* [Aim of the exercise]:
Lay out the data below as a Markdown table with columns No and Line, one line per row, covering only the stretch from the line containing "Would you be able to indicate the white plastic" through the line containing "column 124, row 355". Number the rows in the No column and omit blank lines.

Point placement records:
** BEGIN **

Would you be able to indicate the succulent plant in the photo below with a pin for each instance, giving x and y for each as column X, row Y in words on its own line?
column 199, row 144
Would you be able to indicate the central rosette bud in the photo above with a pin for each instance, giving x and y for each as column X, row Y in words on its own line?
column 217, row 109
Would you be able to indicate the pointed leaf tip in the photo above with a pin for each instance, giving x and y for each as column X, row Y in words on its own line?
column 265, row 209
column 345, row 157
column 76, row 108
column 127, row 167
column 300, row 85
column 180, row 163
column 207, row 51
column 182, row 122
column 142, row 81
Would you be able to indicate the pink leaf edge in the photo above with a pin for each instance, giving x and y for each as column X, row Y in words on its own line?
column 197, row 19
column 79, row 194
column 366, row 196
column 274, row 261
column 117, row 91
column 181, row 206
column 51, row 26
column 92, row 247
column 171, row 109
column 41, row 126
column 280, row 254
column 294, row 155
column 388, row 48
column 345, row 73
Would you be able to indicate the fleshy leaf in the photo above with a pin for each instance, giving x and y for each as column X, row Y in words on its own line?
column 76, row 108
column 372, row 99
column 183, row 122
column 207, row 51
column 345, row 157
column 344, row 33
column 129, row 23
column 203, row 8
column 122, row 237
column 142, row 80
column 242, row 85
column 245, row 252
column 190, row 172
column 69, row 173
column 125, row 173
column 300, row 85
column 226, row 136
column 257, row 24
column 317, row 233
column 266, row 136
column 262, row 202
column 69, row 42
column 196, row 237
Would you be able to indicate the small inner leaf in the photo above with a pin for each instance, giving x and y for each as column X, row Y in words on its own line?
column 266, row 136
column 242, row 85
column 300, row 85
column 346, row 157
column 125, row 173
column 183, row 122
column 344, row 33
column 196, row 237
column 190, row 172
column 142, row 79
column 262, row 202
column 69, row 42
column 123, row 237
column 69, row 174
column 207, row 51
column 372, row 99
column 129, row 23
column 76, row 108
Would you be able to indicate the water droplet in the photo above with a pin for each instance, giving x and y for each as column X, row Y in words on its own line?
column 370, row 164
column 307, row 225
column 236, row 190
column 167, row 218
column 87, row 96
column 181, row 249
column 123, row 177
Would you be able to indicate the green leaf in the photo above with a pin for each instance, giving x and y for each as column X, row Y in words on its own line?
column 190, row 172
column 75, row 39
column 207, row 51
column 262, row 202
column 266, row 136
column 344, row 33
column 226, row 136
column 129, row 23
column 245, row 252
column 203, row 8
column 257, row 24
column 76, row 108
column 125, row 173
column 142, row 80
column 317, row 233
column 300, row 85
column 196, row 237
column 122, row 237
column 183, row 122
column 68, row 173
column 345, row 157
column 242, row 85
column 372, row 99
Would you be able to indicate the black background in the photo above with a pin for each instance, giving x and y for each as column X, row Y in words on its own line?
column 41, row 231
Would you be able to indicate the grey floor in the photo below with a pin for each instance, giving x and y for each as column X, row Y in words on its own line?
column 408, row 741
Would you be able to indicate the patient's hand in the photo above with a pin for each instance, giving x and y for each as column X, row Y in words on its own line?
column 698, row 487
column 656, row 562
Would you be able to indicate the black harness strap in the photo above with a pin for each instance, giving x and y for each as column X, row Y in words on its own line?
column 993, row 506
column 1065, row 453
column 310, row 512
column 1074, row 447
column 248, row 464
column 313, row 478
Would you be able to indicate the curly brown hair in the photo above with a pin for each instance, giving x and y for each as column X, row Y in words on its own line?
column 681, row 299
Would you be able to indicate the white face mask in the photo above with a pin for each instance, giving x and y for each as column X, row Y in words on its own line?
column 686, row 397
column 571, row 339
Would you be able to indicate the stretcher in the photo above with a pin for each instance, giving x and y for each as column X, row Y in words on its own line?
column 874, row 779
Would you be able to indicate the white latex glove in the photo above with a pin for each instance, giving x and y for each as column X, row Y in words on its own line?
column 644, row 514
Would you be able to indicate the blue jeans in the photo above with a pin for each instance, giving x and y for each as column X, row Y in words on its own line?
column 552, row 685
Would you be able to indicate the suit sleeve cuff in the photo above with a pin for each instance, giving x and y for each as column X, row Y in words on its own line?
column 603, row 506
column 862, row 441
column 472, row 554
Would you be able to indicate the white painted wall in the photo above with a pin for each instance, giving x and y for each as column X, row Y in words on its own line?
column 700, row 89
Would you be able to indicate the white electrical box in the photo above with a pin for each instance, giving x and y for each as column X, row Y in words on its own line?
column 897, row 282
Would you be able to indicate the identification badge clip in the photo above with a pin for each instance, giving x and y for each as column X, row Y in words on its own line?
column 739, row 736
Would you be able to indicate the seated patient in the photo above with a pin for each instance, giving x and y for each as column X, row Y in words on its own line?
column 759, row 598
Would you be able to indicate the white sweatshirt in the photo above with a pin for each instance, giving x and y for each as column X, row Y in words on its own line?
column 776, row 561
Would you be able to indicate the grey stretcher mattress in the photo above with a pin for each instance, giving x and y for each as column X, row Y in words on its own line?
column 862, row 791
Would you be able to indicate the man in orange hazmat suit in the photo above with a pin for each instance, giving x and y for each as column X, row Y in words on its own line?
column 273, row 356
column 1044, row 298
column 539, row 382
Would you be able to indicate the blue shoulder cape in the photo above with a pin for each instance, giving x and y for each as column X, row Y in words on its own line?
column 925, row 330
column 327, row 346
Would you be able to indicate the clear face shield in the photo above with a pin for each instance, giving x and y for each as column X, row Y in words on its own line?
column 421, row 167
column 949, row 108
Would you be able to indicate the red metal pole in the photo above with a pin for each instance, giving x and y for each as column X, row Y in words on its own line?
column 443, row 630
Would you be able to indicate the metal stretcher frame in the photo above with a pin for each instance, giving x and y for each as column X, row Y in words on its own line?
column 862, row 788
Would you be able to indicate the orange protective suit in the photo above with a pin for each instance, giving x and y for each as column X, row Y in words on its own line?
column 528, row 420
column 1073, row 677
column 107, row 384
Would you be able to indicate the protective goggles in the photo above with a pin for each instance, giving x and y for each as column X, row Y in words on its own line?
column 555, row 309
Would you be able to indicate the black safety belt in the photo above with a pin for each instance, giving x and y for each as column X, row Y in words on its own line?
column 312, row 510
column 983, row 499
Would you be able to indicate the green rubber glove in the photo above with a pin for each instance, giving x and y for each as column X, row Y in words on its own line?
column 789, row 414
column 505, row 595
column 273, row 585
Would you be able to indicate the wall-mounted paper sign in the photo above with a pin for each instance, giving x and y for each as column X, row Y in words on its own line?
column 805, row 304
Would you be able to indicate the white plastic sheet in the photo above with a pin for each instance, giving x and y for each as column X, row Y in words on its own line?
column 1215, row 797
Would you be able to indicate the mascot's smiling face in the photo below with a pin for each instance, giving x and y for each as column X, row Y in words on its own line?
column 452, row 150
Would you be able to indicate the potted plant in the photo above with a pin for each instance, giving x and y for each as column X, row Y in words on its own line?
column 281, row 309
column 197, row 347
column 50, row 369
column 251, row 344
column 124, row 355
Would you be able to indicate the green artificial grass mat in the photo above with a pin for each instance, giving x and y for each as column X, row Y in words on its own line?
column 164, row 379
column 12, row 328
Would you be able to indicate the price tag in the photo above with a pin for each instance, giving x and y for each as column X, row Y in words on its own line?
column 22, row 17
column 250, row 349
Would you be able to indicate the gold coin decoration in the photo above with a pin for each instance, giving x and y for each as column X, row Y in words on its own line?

** END **

* [Answer to this exercise]:
| No | Line |
|---|---|
| 1 | Would you be able to indicate the white plastic sheet in the photo above with a pin for each instance, giving x and y for each as column X, row Y in words on its own line? |
| 2 | column 1215, row 797 |
| 3 | Would you be able to indicate the mascot's smiling face in the photo below with a pin for each instance, giving x and y for each as column X, row Y in words on its own line? |
| 4 | column 452, row 150 |
| 5 | Would you be able to indicate the potted plant in the photo above with a pin for each instance, giving x and y for each as column X, row Y in words on its own line? |
| 6 | column 281, row 309 |
| 7 | column 197, row 347 |
| 8 | column 50, row 369 |
| 9 | column 251, row 344 |
| 10 | column 124, row 355 |